Items from a dataset:

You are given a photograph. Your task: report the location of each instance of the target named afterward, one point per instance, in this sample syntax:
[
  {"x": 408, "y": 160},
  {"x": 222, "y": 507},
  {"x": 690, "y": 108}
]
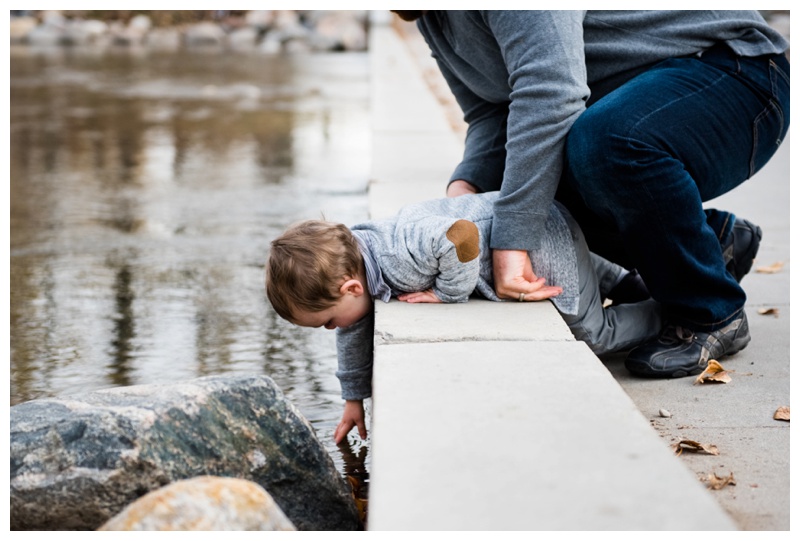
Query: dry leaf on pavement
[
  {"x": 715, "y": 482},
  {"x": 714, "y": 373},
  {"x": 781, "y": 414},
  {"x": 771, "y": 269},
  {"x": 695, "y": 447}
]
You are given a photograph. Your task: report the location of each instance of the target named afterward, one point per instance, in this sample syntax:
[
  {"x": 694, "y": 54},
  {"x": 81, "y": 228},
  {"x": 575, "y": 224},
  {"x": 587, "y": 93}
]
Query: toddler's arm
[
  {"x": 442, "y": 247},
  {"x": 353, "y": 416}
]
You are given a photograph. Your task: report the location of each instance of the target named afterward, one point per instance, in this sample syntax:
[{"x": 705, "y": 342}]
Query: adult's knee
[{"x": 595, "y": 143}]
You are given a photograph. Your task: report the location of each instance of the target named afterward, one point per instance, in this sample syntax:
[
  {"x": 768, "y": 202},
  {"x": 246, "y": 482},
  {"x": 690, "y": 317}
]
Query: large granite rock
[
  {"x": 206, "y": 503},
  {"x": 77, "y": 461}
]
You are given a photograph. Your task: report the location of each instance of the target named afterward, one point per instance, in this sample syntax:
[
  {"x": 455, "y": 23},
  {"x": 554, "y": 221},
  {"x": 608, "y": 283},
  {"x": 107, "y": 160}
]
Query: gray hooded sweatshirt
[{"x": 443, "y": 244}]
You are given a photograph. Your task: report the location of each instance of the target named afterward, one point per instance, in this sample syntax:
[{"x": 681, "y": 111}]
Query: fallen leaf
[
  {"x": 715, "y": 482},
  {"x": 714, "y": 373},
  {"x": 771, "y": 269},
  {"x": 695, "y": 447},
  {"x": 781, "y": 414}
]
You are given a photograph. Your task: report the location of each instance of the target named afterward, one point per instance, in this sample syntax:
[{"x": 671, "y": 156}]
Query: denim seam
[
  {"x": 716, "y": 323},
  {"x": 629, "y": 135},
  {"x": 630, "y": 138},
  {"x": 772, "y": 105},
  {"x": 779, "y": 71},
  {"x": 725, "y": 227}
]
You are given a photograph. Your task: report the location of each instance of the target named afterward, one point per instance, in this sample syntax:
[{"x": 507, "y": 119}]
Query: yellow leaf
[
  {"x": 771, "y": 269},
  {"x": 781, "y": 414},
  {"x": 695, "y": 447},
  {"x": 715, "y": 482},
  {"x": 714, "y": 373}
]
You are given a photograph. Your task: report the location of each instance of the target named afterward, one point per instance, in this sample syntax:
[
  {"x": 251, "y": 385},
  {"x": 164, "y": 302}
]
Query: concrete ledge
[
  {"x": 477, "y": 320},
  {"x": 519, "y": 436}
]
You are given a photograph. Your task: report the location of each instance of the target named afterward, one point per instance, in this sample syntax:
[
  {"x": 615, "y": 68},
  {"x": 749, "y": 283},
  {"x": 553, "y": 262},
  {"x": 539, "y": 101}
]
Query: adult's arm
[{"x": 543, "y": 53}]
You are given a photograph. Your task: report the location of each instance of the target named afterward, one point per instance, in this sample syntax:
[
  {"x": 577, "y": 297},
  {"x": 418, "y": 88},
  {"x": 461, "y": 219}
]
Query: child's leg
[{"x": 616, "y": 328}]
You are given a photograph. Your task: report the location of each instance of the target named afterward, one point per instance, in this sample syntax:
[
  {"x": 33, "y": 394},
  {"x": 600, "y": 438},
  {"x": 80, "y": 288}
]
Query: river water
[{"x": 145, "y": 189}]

---

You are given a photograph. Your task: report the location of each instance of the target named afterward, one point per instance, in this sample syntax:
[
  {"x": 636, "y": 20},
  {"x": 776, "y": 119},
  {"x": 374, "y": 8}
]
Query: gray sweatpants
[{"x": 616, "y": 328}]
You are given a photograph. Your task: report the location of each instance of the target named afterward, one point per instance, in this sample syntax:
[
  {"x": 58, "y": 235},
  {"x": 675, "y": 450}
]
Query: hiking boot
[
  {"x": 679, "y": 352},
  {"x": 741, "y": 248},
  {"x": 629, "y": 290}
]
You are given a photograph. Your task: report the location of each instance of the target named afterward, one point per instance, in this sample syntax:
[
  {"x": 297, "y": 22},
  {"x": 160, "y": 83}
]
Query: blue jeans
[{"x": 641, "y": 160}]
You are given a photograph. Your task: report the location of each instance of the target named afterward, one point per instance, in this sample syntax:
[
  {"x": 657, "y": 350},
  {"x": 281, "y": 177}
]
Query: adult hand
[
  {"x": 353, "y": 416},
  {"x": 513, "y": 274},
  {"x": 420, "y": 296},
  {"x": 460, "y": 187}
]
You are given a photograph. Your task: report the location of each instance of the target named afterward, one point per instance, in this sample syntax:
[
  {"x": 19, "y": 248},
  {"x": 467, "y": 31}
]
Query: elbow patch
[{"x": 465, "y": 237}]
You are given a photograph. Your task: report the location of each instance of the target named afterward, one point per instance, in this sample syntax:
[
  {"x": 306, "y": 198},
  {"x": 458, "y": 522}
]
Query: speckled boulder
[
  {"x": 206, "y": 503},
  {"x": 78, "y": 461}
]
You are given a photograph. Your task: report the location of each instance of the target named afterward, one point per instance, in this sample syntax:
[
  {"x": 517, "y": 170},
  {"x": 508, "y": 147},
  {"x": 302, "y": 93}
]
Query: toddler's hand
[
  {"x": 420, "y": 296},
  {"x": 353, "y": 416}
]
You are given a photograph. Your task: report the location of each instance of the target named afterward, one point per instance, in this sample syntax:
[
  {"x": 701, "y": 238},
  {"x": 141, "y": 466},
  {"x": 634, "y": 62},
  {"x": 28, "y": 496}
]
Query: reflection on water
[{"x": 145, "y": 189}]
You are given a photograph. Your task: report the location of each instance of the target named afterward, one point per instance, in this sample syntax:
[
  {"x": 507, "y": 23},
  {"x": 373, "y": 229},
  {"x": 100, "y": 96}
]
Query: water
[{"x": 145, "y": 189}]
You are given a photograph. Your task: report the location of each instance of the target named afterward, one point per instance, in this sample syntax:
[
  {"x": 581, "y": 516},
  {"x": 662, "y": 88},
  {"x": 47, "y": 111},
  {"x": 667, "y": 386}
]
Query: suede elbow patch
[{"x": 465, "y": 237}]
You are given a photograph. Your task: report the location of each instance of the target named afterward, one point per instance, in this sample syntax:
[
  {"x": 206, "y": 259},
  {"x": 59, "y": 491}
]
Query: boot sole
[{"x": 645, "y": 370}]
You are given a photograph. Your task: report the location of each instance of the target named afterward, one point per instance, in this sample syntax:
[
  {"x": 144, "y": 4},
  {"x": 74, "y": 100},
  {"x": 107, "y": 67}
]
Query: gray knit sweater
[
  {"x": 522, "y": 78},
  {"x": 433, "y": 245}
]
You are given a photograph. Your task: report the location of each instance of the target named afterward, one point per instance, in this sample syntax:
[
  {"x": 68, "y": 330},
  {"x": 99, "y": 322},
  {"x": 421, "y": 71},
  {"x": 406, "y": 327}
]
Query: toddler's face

**EXERCISE GOAL:**
A word-for-word copy of the lines above from the one with "Query: suede elbow patch" through the one with "Query: toddler's face", inclusive, is the only output wanted.

**TASK OUTPUT:**
Query: suede elbow patch
[{"x": 465, "y": 237}]
You are given a photograph. Your task: report the location of each instance of the target named afterward, one point per instance, in this sample syntax:
[
  {"x": 206, "y": 259},
  {"x": 59, "y": 491}
]
Query: boot sole
[{"x": 645, "y": 370}]
You are given a photograph. Your task: report the location of each instance of the target named afterward, one point per instance, in this sample syntax:
[
  {"x": 144, "y": 4},
  {"x": 74, "y": 100},
  {"x": 107, "y": 67}
]
Query: gray knit sweater
[
  {"x": 522, "y": 78},
  {"x": 433, "y": 245}
]
You are given a photograph. Your task: report the location of each instance of the target named afterward, one point per instance, in this sample syntax:
[
  {"x": 68, "y": 330},
  {"x": 99, "y": 322},
  {"x": 421, "y": 71},
  {"x": 406, "y": 327}
]
Query: toddler's face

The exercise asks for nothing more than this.